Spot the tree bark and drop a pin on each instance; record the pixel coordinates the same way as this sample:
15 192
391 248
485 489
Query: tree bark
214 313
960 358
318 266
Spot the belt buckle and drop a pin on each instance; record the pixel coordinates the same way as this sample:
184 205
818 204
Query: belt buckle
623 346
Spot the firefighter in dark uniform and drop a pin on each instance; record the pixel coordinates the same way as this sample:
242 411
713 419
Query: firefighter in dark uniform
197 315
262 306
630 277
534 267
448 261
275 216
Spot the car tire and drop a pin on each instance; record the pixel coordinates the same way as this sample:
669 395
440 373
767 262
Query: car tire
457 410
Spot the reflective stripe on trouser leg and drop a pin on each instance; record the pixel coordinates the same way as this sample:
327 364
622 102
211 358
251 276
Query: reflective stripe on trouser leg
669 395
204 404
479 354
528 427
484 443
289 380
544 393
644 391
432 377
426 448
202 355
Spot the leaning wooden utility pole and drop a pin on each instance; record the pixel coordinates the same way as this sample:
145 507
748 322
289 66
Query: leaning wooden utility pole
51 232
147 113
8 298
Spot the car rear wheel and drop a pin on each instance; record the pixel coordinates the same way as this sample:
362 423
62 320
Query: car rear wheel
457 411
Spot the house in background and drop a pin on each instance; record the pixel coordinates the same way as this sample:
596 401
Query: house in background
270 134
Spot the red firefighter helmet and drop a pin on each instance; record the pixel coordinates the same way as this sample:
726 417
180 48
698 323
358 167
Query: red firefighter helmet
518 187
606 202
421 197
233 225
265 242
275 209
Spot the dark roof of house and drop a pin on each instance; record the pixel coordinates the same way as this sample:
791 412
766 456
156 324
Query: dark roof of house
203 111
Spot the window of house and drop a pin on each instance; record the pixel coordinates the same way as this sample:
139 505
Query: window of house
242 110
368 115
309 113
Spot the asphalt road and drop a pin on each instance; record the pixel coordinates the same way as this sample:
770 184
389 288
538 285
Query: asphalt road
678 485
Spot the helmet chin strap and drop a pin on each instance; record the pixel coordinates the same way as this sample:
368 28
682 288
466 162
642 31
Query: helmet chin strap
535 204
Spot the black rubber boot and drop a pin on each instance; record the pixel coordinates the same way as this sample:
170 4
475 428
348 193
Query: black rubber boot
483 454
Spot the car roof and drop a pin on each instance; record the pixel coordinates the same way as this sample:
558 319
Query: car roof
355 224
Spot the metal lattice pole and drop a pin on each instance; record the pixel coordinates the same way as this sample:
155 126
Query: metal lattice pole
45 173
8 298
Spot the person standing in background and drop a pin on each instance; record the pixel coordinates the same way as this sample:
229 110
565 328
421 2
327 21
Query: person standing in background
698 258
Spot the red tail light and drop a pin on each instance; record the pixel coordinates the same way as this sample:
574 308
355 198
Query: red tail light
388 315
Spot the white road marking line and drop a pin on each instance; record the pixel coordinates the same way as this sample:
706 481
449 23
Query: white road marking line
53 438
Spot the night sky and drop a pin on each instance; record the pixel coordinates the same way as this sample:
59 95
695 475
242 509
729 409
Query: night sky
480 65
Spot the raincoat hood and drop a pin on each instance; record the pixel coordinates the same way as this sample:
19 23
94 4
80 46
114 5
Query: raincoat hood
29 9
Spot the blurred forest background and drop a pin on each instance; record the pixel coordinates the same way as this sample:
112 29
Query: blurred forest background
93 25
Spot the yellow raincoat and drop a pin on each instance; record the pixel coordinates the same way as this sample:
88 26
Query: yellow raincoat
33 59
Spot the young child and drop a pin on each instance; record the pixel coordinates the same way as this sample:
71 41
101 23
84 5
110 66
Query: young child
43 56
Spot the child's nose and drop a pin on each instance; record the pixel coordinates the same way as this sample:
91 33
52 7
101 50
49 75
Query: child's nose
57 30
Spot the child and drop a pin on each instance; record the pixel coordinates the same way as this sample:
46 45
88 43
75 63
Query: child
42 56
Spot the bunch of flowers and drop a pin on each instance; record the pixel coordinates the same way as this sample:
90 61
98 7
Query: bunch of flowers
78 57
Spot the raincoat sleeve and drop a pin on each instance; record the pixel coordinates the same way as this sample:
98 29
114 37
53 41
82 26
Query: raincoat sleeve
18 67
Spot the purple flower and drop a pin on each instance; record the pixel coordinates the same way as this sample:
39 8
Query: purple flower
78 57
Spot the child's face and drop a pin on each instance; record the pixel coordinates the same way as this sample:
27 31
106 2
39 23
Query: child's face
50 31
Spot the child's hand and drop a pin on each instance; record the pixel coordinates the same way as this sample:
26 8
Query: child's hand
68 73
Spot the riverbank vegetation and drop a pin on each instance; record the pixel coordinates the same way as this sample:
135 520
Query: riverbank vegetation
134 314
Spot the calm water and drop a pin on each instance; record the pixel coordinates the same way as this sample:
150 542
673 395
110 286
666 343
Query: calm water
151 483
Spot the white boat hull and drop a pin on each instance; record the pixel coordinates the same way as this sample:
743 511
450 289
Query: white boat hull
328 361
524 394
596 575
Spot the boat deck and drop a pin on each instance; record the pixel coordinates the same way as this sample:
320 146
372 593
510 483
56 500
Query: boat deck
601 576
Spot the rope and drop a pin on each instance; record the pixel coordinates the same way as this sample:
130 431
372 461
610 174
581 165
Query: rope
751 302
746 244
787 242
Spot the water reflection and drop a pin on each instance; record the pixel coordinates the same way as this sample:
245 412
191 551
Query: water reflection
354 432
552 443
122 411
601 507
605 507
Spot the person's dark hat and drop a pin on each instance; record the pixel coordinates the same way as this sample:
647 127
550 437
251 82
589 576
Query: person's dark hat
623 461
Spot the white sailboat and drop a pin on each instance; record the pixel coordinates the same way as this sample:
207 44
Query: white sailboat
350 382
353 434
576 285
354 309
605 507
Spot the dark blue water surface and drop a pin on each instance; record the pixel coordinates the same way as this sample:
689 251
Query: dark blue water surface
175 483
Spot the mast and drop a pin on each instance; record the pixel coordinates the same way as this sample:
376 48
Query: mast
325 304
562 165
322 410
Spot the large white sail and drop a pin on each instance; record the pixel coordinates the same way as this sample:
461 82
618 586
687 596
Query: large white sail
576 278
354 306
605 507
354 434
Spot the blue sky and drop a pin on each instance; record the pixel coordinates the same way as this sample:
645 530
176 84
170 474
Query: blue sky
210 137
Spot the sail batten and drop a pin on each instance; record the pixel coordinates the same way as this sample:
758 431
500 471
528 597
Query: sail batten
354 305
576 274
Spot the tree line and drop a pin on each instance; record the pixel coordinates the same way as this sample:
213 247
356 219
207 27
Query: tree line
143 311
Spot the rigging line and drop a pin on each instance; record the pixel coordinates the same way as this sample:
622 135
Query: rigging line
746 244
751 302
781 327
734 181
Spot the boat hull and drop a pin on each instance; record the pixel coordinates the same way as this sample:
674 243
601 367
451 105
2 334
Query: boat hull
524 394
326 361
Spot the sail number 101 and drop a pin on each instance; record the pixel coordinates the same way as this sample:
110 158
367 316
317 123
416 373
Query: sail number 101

▶ **Written problem**
Please output the complete data exactly.

▶ **Complete response**
Spot the tree bark and drop a pin on each instance; record the pixel coordinates the same way as this sample:
15 192
391 248
485 489
Query: tree bark
214 313
960 358
318 266
Spot the belt buckle and drop a pin on each instance; record the pixel coordinates the same way as this sample:
184 205
818 204
Query: belt buckle
623 346
Spot the firefighter in dark uniform and drop a pin on each instance; record the pixel coordinates the same way as this sample:
242 411
713 419
Query: firefighter in dark uniform
197 315
262 306
630 277
534 267
448 261
275 216
Spot the car tire and drop a pin on each instance; record the pixel coordinates the same way as this sample:
669 395
440 373
767 262
Query: car tire
457 410
Spot the reflective stripe on trouser leg and drop a pin on each instance; record the pixel coordinates the same way as this sample:
327 364
622 102
211 358
251 276
Query: reflective stripe on trouser leg
669 395
204 404
479 354
528 427
484 443
289 380
544 393
644 391
432 377
426 448
202 355
Spot the leaning wooden utility pole and drop a pin on each instance; record the pixel coordinates the same way as this sample:
145 507
748 322
289 66
Query: leaning wooden utility pole
51 232
147 113
8 298
Spot the car rear wheel and drop a pin on each instance; record the pixel coordinates the same way as this sample:
362 423
62 320
Query: car rear wheel
457 411
Spot the house in background and drop a pin on each instance; record the pixel coordinates the same way as this sample:
596 401
Query: house in background
270 134
Spot the red firefighter helmet and drop a pin on each instance; record the pixel coordinates the same way as this sample:
726 417
180 48
698 323
358 167
Query: red firefighter helmet
518 187
606 202
421 197
233 225
265 242
275 209
Spot the dark roof of house and drop a pin on each instance; record the pixel coordinates the same way as this sample:
791 412
766 456
156 324
Query: dark roof of house
203 111
Spot the window of house and drop a pin on each instance; record the pixel coordinates the same way as this sample:
139 505
Query: window of house
242 110
368 115
309 113
Spot the asphalt road and drop a pin on each instance; record the pixel coordinates the same way as this sample:
770 184
389 288
538 285
Query: asphalt road
678 485
Spot the helmet chin strap and drop a pin on each instance; record the pixel coordinates the same way as this sample:
368 28
682 288
466 162
642 31
Query: helmet chin strap
535 204
Spot the black rubber boot and drop a pin on each instance; record the pixel coordinates the same way as this sample:
170 4
475 428
348 193
Query: black rubber boot
483 454
Spot the car roof and drop a pin on each instance; record the pixel coordinates the same way as this sample:
558 319
Query: car roof
355 224
Spot the metal lattice pole and drop a pin on each instance; record the pixel coordinates the same way as this sample:
155 126
Query: metal lattice pole
45 173
8 298
Spot the person standing in background and drop a pin on each instance; record the pixel coordinates the same way as this sample:
229 110
565 328
421 2
327 21
Query: person standing in background
698 258
Spot the red tail light and drop a pin on each instance; record the pixel coordinates the same way as this sample:
574 308
355 198
Query: red tail light
388 315
Spot the white road marking line and drop a pin on each instance; record the pixel coordinates the same way as this sample:
706 481
449 23
Query: white road marking line
53 438
Spot the night sky and drop a pin on each instance; record the pixel coordinates the same way as this sample:
59 95
695 475
242 509
729 409
Query: night sky
480 65
Spot the raincoat hood and drop a pin on each instance; record the pixel coordinates the same way as this sample:
19 23
94 4
80 46
114 5
Query: raincoat hood
29 9
Spot the blurred forest background and drop a pin on each instance; record the pixel coordinates the same way as this sample:
112 29
Query: blurred forest background
93 25
Spot the yellow raincoat and drop a pin on each instance; record the pixel coordinates the same way as this sample:
88 26
Query: yellow raincoat
33 59
Spot the young child and drop a pin on each instance; record the pixel coordinates the same way as this sample:
71 41
101 23
84 5
110 66
Query: young child
43 56
Spot the child's nose and drop a pin on each instance; record the pixel coordinates the same way as this sample:
91 33
52 7
101 50
49 75
Query: child's nose
57 30
Spot the child and drop a pin on each instance; record the pixel coordinates the same way as this sample:
46 45
88 43
75 63
Query: child
42 56
Spot the bunch of flowers and drop a pin on each instance; record the pixel coordinates the same way as this sample:
90 61
98 7
Query: bunch of flowers
78 57
Spot the raincoat sleeve and drop a pin on each instance; record the pixel coordinates the same way as this sample:
98 29
114 37
53 41
82 26
Query: raincoat sleeve
18 67
Spot the purple flower and drop a pin on each instance; record the pixel coordinates the same way as this sample:
39 8
Query: purple flower
78 57
Spot the child's face and drop a pin on each instance; record the pixel coordinates the same way as this sample:
27 31
106 2
39 23
Query: child's face
50 31
Spot the child's hand and drop a pin on each instance; record the pixel coordinates the same way as this sample:
26 8
Query: child's hand
68 73
Spot the riverbank vegetation and drop a pin on each instance; record the pixel coordinates the same way as this sample:
135 520
Query: riverbank vegetation
134 314
Spot the calm water and drop a pin on each instance; record the pixel coordinates the same way as this sample:
150 542
673 395
110 286
666 343
Query: calm water
151 483
Spot the white boat hull and drop a pin on each instance; record the pixel coordinates the same way as this sample:
743 511
450 289
Query: white boat hull
328 361
524 394
596 575
Spot the boat deck and drop a pin on each instance; record the pixel coordinates the same way as this sample:
320 146
372 593
510 483
56 500
Query: boat deck
601 576
Spot the rope and drop a pin on each instance; record the pixel coordinates the same way as this sample:
130 431
372 461
610 174
581 165
Query: rope
751 302
746 244
787 242
Spot the water reflection and drop a pin on each instance; record the pixel coordinates the same way as this sample:
245 412
191 551
Query: water reflection
354 432
552 443
122 411
601 507
605 507
Spot the person's dark hat and drop a pin on each instance; record the pixel coordinates the same way as this sample:
647 127
550 437
251 82
589 576
Query: person's dark hat
623 461
Spot the white sailboat and drop a pin on each instance; record the pixel coordinates the same way as this sample:
207 44
Query: white sailboat
350 382
353 434
576 285
354 309
605 507
Spot the dark blue water surface and drop a pin on each instance; record the pixel coordinates the same way as this sample:
689 251
Query: dark blue water surface
175 483
Spot the mast and drop a pin on each instance; record the pixel coordinates the same way as this sample:
376 48
Query: mast
325 304
562 165
322 410
Spot the large white sail and drop a pin on each instance; record the pixel coordinates the same way as this sample:
461 82
618 586
687 596
Query: large white sail
576 278
354 306
605 507
354 434
Spot the blue sky and drop a pin on each instance; record the pixel coordinates the same way as this sample:
645 530
176 84
170 474
Query: blue sky
210 137
Spot the sail batten and drop a pin on each instance; record the pixel coordinates the same way as this sample:
758 431
500 471
528 597
Query: sail batten
354 305
576 274
Spot the tree line and drop a pin on each instance; record the pixel coordinates the same way as this sample:
213 247
356 219
207 27
Query: tree line
143 311
Spot the rigging line and drop a pin on each instance; record the pixel coordinates the same way as this sample:
622 135
Query: rigging line
746 244
751 302
781 327
734 181
Spot the boat hull and drop a pin on each instance; record the pixel coordinates the same way as this sample:
674 243
601 367
451 105
2 334
Query: boat hull
524 394
326 361
Spot the sail number 101 and drop a pin on each instance; record the pixel coordinates the same way as this sample:
110 158
367 316
317 123
416 373
Query: sail number 101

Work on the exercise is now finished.